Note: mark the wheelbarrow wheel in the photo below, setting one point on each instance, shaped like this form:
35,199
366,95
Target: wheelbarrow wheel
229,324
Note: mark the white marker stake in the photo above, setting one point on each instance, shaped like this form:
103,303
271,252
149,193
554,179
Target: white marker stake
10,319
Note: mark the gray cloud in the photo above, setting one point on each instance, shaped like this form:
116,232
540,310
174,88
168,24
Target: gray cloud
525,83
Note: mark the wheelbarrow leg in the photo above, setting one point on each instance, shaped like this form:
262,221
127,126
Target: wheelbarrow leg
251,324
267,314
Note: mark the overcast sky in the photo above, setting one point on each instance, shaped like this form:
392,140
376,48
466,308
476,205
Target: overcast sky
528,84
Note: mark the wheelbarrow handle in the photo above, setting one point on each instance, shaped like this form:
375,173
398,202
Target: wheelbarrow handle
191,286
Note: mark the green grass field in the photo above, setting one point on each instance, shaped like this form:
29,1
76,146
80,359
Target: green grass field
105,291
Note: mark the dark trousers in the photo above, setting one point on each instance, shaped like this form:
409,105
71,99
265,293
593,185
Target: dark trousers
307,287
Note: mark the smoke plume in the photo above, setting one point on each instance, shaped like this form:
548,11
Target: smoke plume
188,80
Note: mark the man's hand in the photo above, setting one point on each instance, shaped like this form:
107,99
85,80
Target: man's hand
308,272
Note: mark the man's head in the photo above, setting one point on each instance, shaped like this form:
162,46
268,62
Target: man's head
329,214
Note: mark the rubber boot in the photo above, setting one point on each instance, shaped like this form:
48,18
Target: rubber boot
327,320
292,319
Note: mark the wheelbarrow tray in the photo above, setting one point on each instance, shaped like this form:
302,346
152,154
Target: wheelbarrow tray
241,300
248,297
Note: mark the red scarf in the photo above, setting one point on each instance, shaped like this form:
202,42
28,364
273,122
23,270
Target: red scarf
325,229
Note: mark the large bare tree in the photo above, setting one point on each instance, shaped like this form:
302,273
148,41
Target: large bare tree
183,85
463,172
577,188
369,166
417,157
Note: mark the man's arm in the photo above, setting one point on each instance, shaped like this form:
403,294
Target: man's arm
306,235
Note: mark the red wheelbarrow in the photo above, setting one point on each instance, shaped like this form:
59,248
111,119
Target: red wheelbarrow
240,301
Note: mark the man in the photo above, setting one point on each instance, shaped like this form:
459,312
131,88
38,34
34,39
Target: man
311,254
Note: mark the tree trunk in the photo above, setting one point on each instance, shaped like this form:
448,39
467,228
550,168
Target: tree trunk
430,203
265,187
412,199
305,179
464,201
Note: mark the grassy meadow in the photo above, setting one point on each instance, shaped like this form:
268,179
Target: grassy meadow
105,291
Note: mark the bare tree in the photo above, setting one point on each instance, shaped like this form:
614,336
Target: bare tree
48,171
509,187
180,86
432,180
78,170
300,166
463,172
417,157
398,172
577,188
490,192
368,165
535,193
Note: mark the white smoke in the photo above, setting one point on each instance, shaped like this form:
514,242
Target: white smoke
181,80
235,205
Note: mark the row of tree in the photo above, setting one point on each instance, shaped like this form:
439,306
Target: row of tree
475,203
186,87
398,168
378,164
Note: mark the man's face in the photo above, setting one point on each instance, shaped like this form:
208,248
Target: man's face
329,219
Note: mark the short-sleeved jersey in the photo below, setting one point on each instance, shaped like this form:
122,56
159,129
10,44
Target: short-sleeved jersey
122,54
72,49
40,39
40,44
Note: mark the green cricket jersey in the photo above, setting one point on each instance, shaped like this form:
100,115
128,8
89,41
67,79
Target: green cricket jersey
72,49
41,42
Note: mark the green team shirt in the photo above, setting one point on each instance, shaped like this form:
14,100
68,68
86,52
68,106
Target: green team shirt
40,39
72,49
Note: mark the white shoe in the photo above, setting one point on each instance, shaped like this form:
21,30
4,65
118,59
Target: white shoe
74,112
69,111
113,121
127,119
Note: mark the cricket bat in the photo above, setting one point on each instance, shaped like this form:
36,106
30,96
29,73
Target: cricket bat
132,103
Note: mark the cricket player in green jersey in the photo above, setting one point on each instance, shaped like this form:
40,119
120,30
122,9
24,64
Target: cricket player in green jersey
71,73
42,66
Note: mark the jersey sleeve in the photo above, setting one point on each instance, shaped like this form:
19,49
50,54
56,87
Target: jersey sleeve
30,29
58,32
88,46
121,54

§ Challenge
Your task is to return, exactly and on their own, the lines from the one containing "Note: mark the green cricket" through the last line of the listing.

§ Answer for this exercise
Note: mark the green cricket jersey in the photo above, setting one point on each instance, shaped like this form:
100,115
128,8
89,41
67,79
Target: green cricket jersey
72,49
41,42
Note: mark the green team shirt in the photo above, setting one point on each instance, shaped like this form:
14,100
68,68
86,52
68,106
Target: green team shirt
40,39
72,49
Note: mark the white shoe in the photo above, setting one point on each instance, shaped like this form:
21,30
4,65
118,59
Target: white shoe
74,112
69,111
113,121
127,119
Note: mark the cricket bat in the photo above, setting one point on each instance, shaped like this form:
36,106
30,96
29,73
Target: cricket bat
132,103
Note: mark the cricket player in green jersey in the photo above, setting one point on each instance, shaped like this form:
40,119
120,30
122,9
24,64
Target: cricket player in green jersey
71,73
42,66
Note: mark the jersey sleeve in the photo above, setting one point on each instance, shaped like this form:
19,49
50,54
56,87
Target: jersey sleeve
30,29
58,32
88,46
121,54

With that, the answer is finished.